_Given data_
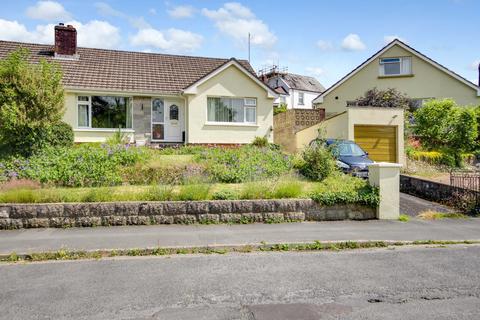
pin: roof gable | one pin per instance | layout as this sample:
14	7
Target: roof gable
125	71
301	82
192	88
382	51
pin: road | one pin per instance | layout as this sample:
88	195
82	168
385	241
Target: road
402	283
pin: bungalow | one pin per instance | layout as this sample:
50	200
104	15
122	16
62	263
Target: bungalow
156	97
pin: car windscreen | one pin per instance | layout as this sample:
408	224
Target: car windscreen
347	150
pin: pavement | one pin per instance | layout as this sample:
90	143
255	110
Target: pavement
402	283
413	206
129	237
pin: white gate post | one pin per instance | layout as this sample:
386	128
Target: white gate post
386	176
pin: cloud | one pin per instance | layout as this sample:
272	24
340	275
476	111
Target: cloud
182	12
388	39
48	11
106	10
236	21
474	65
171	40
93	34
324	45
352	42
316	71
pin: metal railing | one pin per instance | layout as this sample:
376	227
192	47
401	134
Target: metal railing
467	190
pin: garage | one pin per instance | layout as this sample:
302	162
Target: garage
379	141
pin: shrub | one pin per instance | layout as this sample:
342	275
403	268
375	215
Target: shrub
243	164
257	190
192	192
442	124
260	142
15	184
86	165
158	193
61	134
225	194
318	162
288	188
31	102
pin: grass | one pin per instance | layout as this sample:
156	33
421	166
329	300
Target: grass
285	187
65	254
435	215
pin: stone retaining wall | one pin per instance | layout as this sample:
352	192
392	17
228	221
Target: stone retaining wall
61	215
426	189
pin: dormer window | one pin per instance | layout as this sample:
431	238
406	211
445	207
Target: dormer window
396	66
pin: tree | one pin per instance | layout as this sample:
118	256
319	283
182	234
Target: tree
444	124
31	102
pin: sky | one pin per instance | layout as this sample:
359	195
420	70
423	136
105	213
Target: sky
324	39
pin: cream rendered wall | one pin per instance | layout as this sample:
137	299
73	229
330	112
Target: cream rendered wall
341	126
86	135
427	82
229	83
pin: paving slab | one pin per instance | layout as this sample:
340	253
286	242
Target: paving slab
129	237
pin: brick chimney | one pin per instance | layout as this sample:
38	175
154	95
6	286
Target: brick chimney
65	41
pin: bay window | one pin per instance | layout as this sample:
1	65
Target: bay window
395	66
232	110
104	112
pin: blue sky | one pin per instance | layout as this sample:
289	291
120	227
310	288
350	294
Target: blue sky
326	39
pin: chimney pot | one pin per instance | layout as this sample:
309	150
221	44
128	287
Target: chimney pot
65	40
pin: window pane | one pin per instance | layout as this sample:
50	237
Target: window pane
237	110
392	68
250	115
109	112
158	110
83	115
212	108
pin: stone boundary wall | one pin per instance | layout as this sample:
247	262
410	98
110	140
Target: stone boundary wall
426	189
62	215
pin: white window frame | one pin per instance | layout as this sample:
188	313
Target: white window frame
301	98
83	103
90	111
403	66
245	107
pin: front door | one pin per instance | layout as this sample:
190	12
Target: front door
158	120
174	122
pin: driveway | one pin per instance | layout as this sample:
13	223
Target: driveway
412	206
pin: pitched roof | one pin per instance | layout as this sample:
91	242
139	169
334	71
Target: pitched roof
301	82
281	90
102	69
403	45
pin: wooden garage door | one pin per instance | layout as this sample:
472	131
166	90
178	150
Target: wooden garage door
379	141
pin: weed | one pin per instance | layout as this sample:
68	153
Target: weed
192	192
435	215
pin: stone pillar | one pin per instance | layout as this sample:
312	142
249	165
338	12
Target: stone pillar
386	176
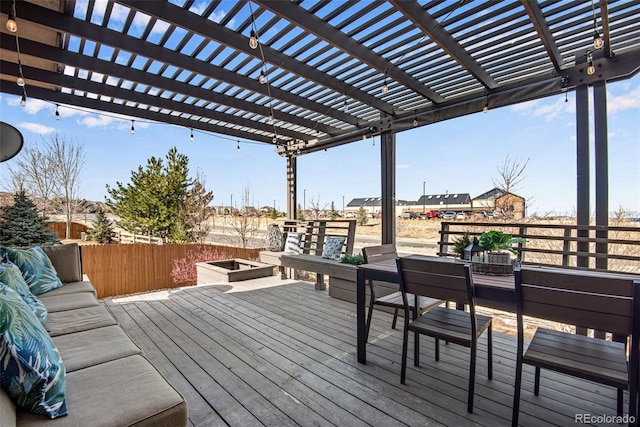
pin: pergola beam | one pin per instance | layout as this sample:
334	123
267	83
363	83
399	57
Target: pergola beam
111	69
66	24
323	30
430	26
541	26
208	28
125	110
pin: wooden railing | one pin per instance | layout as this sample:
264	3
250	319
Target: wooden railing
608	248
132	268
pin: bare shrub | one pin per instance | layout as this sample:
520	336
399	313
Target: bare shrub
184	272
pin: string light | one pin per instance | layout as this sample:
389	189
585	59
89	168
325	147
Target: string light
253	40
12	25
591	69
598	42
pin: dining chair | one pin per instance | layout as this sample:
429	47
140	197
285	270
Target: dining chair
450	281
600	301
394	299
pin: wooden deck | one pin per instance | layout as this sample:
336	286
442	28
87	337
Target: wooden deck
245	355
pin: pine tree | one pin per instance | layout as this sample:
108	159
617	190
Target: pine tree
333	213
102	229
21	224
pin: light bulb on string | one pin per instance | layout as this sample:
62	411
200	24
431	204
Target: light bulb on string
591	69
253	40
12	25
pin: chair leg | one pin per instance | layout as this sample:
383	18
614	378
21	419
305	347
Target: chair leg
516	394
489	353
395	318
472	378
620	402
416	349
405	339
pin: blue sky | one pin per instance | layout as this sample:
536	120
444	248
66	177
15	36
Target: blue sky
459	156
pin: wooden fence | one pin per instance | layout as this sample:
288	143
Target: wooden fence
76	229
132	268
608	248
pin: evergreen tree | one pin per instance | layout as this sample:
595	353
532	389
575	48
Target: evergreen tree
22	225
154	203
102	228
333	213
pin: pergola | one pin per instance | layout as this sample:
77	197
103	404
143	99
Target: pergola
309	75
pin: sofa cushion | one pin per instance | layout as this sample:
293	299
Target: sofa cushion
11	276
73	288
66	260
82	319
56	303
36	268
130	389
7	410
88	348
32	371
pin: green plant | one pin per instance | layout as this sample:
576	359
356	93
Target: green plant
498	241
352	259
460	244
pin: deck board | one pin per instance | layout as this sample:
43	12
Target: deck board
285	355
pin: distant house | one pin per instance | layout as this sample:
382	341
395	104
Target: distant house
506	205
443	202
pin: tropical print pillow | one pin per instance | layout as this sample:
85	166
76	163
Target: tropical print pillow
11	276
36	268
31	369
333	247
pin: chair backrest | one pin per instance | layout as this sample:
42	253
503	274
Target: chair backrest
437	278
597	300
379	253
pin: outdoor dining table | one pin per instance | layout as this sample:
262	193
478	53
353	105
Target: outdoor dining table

_What is expected_
All of the records must come back exactly as they stand, minus every picture.

_Response box_
pin: roof gable | one pin per instance | layout as this sample:
14	7
Target: roof gable
125	71
301	82
192	88
382	51
pin: road | one pin per instance | layout as this sample:
88	195
82	168
385	241
Target: road
402	283
pin: bungalow | one pin per instance | layout as this sample:
50	200
104	15
122	16
62	263
Target: bungalow
156	97
pin: car windscreen | one pin per instance | layout as this sample:
408	224
Target: car windscreen
347	150
pin: pavement | one pin per instance | layout as this sample:
90	143
255	110
Target: pavement
402	283
413	206
129	237
pin: white gate post | one pin per instance | layout as this sample:
386	128
Target: white gate post
386	176
pin: cloud | one pin per instance | layout as this sample:
272	24
340	275
476	111
Target: cloud
182	12
388	39
48	11
106	10
236	21
474	65
171	40
93	34
324	45
352	42
316	71
pin: metal railing | one pin per instance | layout as this sample:
376	227
192	47
401	134
Target: metal railing
467	190
pin: garage | one pin per instance | layout as this sample:
302	162
Target: garage
379	141
pin: shrub | one pin per instance | layout as this sample:
342	275
403	268
375	215
Target: shrub
243	164
257	190
192	192
442	124
260	142
15	184
86	165
158	193
61	134
225	194
318	162
288	188
31	102
pin: grass | one pin per instance | layout as this sample:
156	33
421	166
329	300
Target: grass
285	187
65	254
435	215
pin: stone retaining wall | one pin per instance | layout as this sample:
352	192
392	17
228	221
Target: stone retaining wall
61	215
426	189
pin: dormer window | one pin per instance | layout as this sample:
431	238
406	211
445	207
Target: dormer window
396	66
pin: tree | one pin per instance | layout as this sample:
118	256
319	283
182	234
Target: tree
444	124
31	102
pin: sky | one pin per instance | layout as this sample:
359	195
420	70
423	136
105	213
Target: sky
324	39
pin: cream rendered wall | one pin per instance | layout as this sample:
137	299
73	229
330	112
Target: cream rendered wall
341	126
86	135
427	82
229	83
pin: paving slab | one pin per instance | layout as this sample:
340	253
286	242
Target: paving slab
129	237
pin: brick chimney | one pin per instance | layout as this sample:
38	175
154	95
6	286
Target: brick chimney
65	41
pin: bay window | one pin per instance | layout as this sample:
1	65
Target: bay window
395	66
232	110
104	112
pin: blue sky | one pin per instance | layout as this sample:
289	291
120	227
310	288
350	294
Target: blue sky
326	39
pin: chimney pot | one pin per instance | layout as this sample:
309	150
221	44
128	287
Target: chimney pot
65	40
pin: window pane | one pin per instance | layout as this sample:
50	237
Target: window pane
237	110
392	68
250	115
109	112
158	110
83	115
212	108
pin: stone boundary wall | one pin per instance | layout as this sample:
247	262
410	98
110	140
Target: stone boundary wall
426	189
62	215
pin: white window frame | one pin per instance | layout as this sample:
188	313
Target: white window frame
301	98
83	103
90	111
403	66
245	107
pin: front door | one pin per instance | layout as this sample:
190	12
Target: front door
158	120
174	122
pin: driveway | one pin per instance | layout as this sample:
13	223
Target: driveway
412	206
pin: pitched roof | one pin per instance | layout as this sample:
91	242
139	169
334	71
Target: pitched roof
301	82
281	90
102	69
403	45
pin: wooden garage door | one pin per instance | layout as this sample:
472	131
166	90
178	150
Target: wooden garage door
379	141
pin: weed | one pin per instance | layout as this sample:
68	153
Target: weed
192	192
435	215
pin: stone pillar | one pin per instance | layout as this sample:
312	142
249	165
338	12
Target: stone pillar
386	176
pin: pergola beam | one pin per instance | layout as this sample:
334	123
267	83
363	83
399	57
Target: pergola beam
111	69
66	24
323	30
430	26
541	26
208	28
125	110
pin: wooden railing | one pin per instance | layout as this sample:
264	3
250	319
Target: wooden railing
608	248
132	268
pin: bare shrub | one pin per instance | layout as this sample:
520	336
399	313
Target: bare shrub
184	272
pin: string light | one pin per instance | layout as this sample:
389	189
585	59
89	168
325	147
Target: string light
253	40
12	25
591	69
598	42
pin: dining chair | one pin per instance | layout as this sample:
429	47
140	197
285	270
Target: dining chair
450	281
600	301
394	299
pin: wooden deck | one pin per instance | layout as this sample:
336	286
442	28
87	337
Target: wooden deck
245	355
pin: pine tree | one pin per instance | layout as this sample:
108	159
617	190
Target: pine tree
333	213
102	229
21	224
pin: light bulb on string | one pin per instance | layout as this sample:
62	411
200	24
431	204
Target: light bulb on string
591	69
253	40
12	25
pin: chair leg | one pin per instance | layout as this sample:
383	18
614	378
21	419
305	347
Target: chair leg
516	394
489	353
395	318
472	378
620	402
416	349
405	339
pin: blue sky | one pin per instance | layout as this sample:
536	120
444	248
66	177
15	36
Target: blue sky
459	156
pin: wooden fence | one pin per instance | layout as this sample:
288	143
Target: wooden fence
76	229
132	268
608	248
pin: evergreen tree | one pin per instance | layout as this sample:
595	353
532	389
575	48
Target: evergreen tree
22	225
154	203
102	228
333	213
pin: pergola | one pin per instance | layout as this sample:
77	197
103	404
143	99
Target: pergola
309	75
pin: sofa cushion | one pin per instance | layout as this sample:
293	299
Target: sofa cushion
11	276
73	288
66	260
82	319
56	303
36	268
130	389
7	410
88	348
32	371
pin: green plant | one pin per instance | layout as this sample:
576	359
356	93
Target: green plant
498	241
352	259
460	244
pin: deck board | one pin per instance | layout as this sample:
43	12
Target: deck board
285	355
pin: distant house | one pin per instance | layout as this sample:
382	341
395	104
Target: distant house
506	205
443	202
pin: tropical print pillow | one pin per instance | layout as this sample:
85	166
76	163
Target: tropical print pillow
11	276
36	268
31	369
333	247
pin: chair backrest | one pin per instance | layout as this sample:
42	253
503	274
Target: chair backrest
437	278
597	300
379	253
pin: outdoor dining table | one pin per instance | layout as this sample:
262	193
478	53
353	105
Target: outdoor dining table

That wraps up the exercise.